Passage shown:
-- Opening Marker --
I am glad that in the Netherlands wearing a mask is now mostly a thing of the past. I find it inconvenient and unpleasant, but I do realize that there may be circumstances in which the government can oblige me to wear a mask if there is a scientific consensus that it can prevent a lot of misery. I don’t think my personal rights are so seriously in jeopardy that I would join a demonstration against it. Where compulsory vaccination is concerned, the matter is more sensitive. This involves being forced to allow some substance to be injected into your body. For some people, it involves a serious medical problem. Those people should of course be exempted. But what about the people who have religious objections to vaccination? There are groups of believers who think they should trust God rather than Pfizer, Astra-Zeneca or Moderna. I am thankful to God that some good vaccines were developed so quickly, and was glad when it was my turn to be vaccinated.
If people do not want to be vaccinated, that is their right. It is a decision they should be free to make. I believe it’s wise that, as a precaution to others, non-vaccinated people are not allowed at certain events if they can’t show proof that they have been vaccinated, have recently been tested, or already have had Covid-19. People who do not want to be vaccinated must be prepared to face certain restrictions as a result of their decision. Whether an employer can require an employee to be vaccinated is another matter. I must confess that I am not totally sure about that, but I am inclined to think that it depends on where someone works. It seems to me that people who work in healthcare or education, and who have no urgent medical reason why they cannot be vaccinated, should be expected to show proof of vaccination.
-- Closing Marker --
Given information:
-- Opening Marker --
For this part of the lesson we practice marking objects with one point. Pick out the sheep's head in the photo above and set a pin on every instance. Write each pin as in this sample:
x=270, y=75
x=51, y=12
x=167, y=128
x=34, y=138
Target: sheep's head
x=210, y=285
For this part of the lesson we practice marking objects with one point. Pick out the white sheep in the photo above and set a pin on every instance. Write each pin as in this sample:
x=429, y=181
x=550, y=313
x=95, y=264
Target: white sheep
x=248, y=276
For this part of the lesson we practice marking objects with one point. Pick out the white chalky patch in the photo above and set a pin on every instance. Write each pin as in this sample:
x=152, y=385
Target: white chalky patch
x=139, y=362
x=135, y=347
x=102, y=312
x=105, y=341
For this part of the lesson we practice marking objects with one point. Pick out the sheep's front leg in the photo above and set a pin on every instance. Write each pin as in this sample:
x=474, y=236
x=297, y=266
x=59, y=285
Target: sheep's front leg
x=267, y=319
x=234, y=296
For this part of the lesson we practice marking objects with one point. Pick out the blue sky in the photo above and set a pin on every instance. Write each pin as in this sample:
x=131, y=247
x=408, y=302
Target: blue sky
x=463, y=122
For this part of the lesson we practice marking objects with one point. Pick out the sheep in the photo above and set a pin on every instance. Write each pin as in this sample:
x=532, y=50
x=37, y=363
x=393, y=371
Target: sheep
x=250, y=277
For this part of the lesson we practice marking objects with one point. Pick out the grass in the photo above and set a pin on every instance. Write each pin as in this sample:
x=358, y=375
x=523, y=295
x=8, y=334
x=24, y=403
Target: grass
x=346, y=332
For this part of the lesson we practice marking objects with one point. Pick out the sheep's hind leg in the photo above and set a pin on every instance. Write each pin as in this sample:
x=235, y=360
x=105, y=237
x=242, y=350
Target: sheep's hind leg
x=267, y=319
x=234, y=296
-- Closing Marker --
Complete the following:
a - Do these statements agree with the passage on masks and vaccination? Answer yes or no for each, quoting the deciding words of the passage. (i) The writer would join a demonstration against being required to wear a mask. (ii) The writer holds that people for whom vaccination involves a serious medical problem should be exempted. (iii) The writer is fully certain that an employer may require an employee to be vaccinated.
b - Please reproduce the passage on masks and vaccination word for word from "If people do" to "proof of vaccination.".

Answer set:
a -
(i) No: "I don’t think my personal rights are so seriously in jeopardy that I would join a demonstration against it."
(ii) Yes: "Those people should of course be exempted."
(iii) No: "I must confess that I am not totally sure about that"

b -
If people do not want to be vaccinated, that is their right. It is a decision they should be free to make. I believe it’s wise that, as a precaution to others, non-vaccinated people are not allowed at certain events if they can’t show proof that they have been vaccinated, have recently been tested, or already have had Covid-19. People who do not want to be vaccinated must be prepared to face certain restrictions as a result of their decision. Whether an employer can require an employee to be vaccinated is another matter. I must confess that I am not totally sure about that, but I am inclined to think that it depends on where someone works. It seems to me that people who work in healthcare or education, and who have no urgent medical reason why they cannot be vaccinated, should be expected to show proof of vaccination.